◆ Work required: Copy every line below that has the word "costume" in it.

(Dataset records begins)

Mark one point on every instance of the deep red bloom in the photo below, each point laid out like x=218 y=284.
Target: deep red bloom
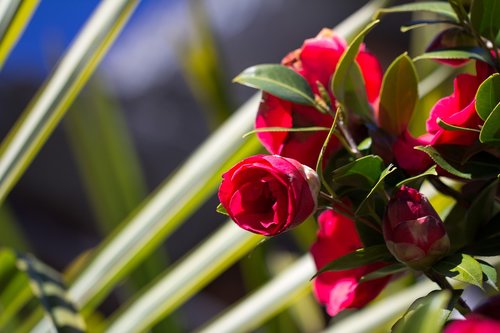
x=413 y=231
x=269 y=194
x=339 y=290
x=459 y=110
x=316 y=62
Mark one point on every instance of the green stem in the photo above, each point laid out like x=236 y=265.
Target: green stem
x=441 y=281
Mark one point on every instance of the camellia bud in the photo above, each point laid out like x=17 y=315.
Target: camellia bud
x=413 y=231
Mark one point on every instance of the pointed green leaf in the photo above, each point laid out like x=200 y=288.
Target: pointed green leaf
x=398 y=96
x=384 y=271
x=360 y=257
x=424 y=23
x=49 y=105
x=460 y=267
x=355 y=99
x=278 y=80
x=456 y=54
x=442 y=162
x=449 y=127
x=488 y=96
x=490 y=133
x=463 y=224
x=362 y=206
x=464 y=162
x=347 y=82
x=427 y=314
x=412 y=181
x=287 y=129
x=363 y=172
x=489 y=274
x=436 y=7
x=485 y=16
x=48 y=286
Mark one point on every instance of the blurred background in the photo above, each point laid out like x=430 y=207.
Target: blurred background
x=159 y=92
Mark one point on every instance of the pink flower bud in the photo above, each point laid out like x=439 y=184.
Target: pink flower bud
x=413 y=231
x=316 y=61
x=269 y=194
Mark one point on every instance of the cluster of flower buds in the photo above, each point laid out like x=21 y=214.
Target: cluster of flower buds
x=270 y=194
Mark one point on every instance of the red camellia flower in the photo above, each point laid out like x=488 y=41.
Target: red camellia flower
x=316 y=62
x=484 y=319
x=413 y=231
x=339 y=290
x=459 y=110
x=269 y=194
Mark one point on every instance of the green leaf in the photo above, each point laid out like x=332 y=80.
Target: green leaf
x=436 y=7
x=387 y=171
x=49 y=105
x=384 y=271
x=363 y=172
x=464 y=162
x=412 y=181
x=485 y=16
x=347 y=83
x=442 y=162
x=463 y=224
x=456 y=54
x=489 y=274
x=188 y=276
x=278 y=80
x=460 y=267
x=449 y=127
x=424 y=23
x=48 y=286
x=221 y=210
x=490 y=132
x=488 y=96
x=360 y=257
x=459 y=9
x=14 y=17
x=398 y=96
x=355 y=99
x=427 y=314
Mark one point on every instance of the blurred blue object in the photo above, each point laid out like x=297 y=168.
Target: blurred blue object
x=53 y=26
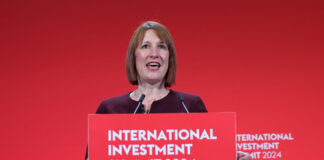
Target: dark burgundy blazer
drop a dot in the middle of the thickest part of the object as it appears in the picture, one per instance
(168, 104)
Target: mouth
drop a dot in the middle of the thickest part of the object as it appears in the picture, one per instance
(153, 66)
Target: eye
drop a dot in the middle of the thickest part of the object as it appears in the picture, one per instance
(163, 46)
(145, 46)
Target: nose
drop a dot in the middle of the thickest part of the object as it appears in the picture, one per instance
(154, 53)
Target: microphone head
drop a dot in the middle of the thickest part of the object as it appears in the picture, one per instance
(142, 97)
(180, 97)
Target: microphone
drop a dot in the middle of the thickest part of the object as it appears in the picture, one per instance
(140, 102)
(182, 102)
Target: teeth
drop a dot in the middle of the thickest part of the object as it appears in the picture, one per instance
(153, 64)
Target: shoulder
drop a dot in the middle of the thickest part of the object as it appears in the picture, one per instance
(118, 104)
(192, 101)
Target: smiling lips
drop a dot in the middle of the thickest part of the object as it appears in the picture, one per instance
(153, 66)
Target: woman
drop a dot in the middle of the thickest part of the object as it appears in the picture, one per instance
(151, 65)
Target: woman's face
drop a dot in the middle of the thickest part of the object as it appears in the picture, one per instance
(152, 58)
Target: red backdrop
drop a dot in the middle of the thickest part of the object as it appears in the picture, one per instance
(260, 58)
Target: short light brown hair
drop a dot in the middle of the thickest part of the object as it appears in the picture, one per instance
(137, 39)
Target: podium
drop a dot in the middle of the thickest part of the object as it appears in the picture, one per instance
(172, 136)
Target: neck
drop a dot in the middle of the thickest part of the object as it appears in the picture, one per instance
(151, 91)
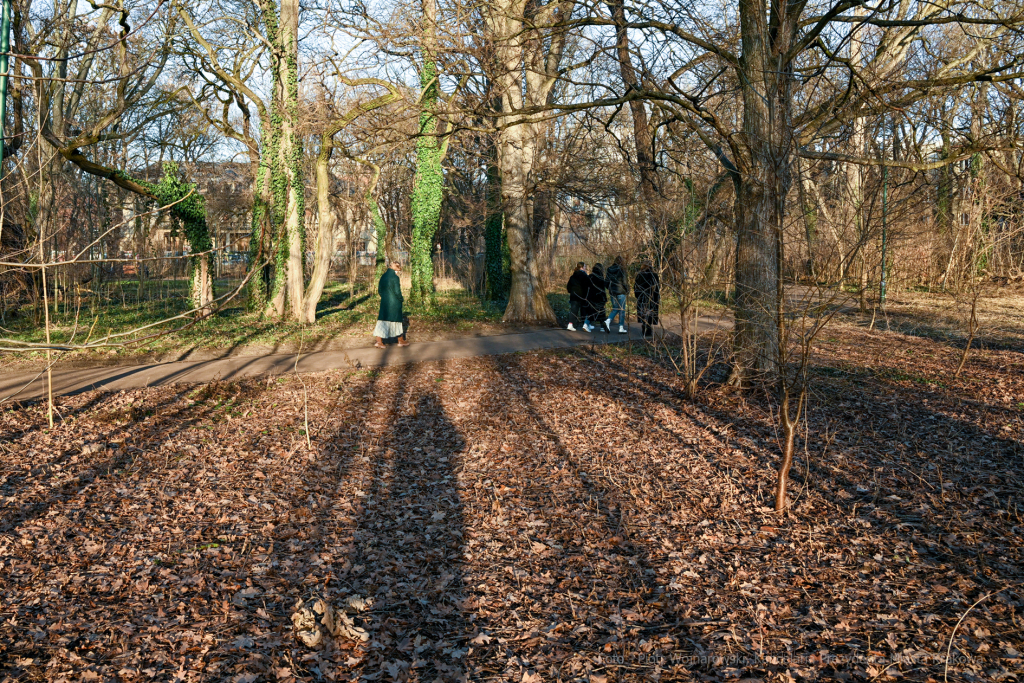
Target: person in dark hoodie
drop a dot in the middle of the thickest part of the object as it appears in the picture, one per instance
(597, 298)
(617, 289)
(579, 289)
(648, 293)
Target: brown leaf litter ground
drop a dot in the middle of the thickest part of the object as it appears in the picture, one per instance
(549, 516)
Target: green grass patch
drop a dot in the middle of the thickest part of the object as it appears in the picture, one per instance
(339, 313)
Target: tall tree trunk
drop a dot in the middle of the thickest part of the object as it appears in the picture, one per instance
(642, 136)
(496, 244)
(324, 247)
(763, 181)
(291, 156)
(428, 182)
(527, 300)
(854, 172)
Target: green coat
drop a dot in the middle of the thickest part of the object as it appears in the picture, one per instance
(390, 291)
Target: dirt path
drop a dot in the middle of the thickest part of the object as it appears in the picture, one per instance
(31, 385)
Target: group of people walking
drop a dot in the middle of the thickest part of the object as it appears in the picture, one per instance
(589, 294)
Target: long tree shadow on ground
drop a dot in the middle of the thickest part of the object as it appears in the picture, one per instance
(408, 546)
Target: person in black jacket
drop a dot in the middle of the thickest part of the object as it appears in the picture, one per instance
(579, 289)
(598, 298)
(648, 293)
(617, 289)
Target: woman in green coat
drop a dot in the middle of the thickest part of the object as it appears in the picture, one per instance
(389, 319)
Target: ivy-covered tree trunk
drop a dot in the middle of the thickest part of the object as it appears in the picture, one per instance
(290, 153)
(429, 179)
(285, 159)
(327, 222)
(496, 242)
(260, 239)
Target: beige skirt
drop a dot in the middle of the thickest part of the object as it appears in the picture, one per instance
(386, 330)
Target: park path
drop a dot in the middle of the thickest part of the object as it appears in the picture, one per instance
(31, 385)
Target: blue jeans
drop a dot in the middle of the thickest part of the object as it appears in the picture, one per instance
(617, 308)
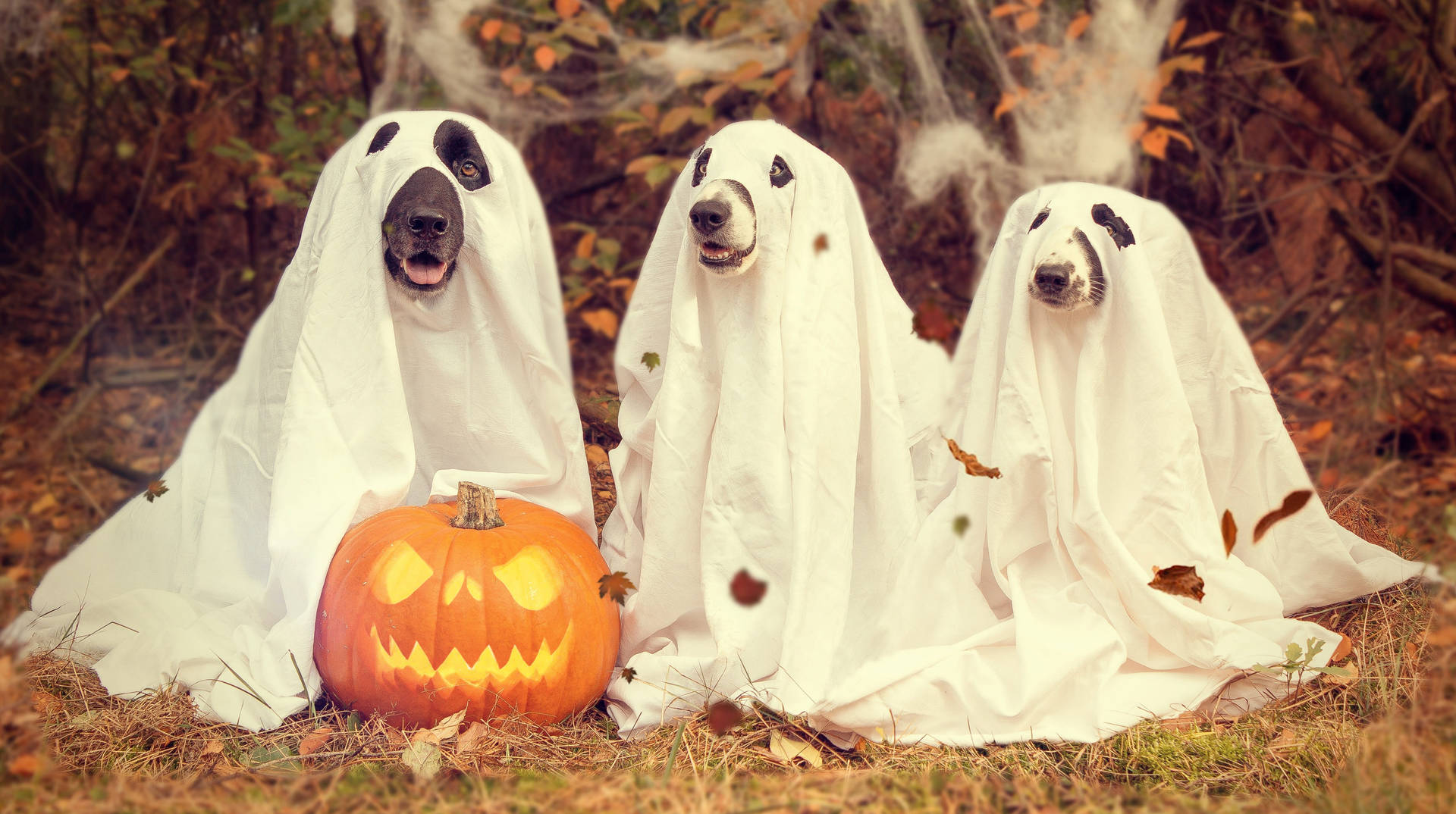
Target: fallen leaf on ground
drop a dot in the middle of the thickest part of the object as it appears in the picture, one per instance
(789, 749)
(971, 465)
(1293, 502)
(724, 715)
(746, 590)
(1178, 580)
(1229, 532)
(615, 586)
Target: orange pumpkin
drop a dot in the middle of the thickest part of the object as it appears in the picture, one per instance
(492, 609)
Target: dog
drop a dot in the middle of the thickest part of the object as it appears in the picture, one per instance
(424, 226)
(723, 219)
(1068, 271)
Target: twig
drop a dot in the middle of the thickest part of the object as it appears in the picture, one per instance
(91, 324)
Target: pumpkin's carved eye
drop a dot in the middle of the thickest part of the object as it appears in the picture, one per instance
(400, 573)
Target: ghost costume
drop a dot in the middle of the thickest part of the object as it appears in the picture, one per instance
(777, 443)
(350, 398)
(1123, 431)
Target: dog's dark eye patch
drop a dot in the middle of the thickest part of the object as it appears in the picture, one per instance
(1040, 219)
(1104, 216)
(383, 137)
(460, 152)
(701, 167)
(780, 172)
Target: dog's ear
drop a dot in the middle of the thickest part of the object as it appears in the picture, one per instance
(1040, 219)
(1104, 216)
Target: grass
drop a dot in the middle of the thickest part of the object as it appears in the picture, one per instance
(1383, 741)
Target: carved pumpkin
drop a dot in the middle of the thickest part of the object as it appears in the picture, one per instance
(494, 610)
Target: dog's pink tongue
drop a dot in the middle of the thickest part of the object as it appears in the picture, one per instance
(425, 273)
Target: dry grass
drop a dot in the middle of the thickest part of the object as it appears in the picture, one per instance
(1385, 741)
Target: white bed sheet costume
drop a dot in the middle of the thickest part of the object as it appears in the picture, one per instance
(350, 398)
(1123, 431)
(777, 437)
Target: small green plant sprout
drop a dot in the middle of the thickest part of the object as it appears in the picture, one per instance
(1298, 660)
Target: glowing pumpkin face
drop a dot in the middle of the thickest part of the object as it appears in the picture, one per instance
(421, 619)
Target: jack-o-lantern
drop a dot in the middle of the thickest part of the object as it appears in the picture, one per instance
(492, 609)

(Dataset records ends)

◆ Written reply:
Target: ghost costume
Target: white bed sheet costume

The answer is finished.